=== The task ===
Return exactly the span of lines in the following data that opens with the line containing "box: [439, 312, 459, 339]" and closes with the line containing "rough mask: <svg". Include nothing else.

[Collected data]
********
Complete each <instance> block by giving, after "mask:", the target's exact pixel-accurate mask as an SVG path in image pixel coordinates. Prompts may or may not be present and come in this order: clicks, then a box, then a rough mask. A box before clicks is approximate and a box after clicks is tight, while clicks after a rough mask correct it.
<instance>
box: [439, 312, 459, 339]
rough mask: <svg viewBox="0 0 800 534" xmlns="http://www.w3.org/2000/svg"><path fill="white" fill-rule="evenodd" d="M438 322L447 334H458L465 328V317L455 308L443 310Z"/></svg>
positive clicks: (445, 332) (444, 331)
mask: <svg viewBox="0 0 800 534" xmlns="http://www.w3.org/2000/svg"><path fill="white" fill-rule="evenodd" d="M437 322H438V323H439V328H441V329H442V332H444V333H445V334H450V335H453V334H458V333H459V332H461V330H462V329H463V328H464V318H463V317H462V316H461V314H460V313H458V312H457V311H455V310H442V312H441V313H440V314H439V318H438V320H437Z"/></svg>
********
=== Finished task ===
box: [439, 312, 459, 339]
rough mask: <svg viewBox="0 0 800 534" xmlns="http://www.w3.org/2000/svg"><path fill="white" fill-rule="evenodd" d="M438 322L447 334H458L465 328V317L455 308L443 310Z"/></svg>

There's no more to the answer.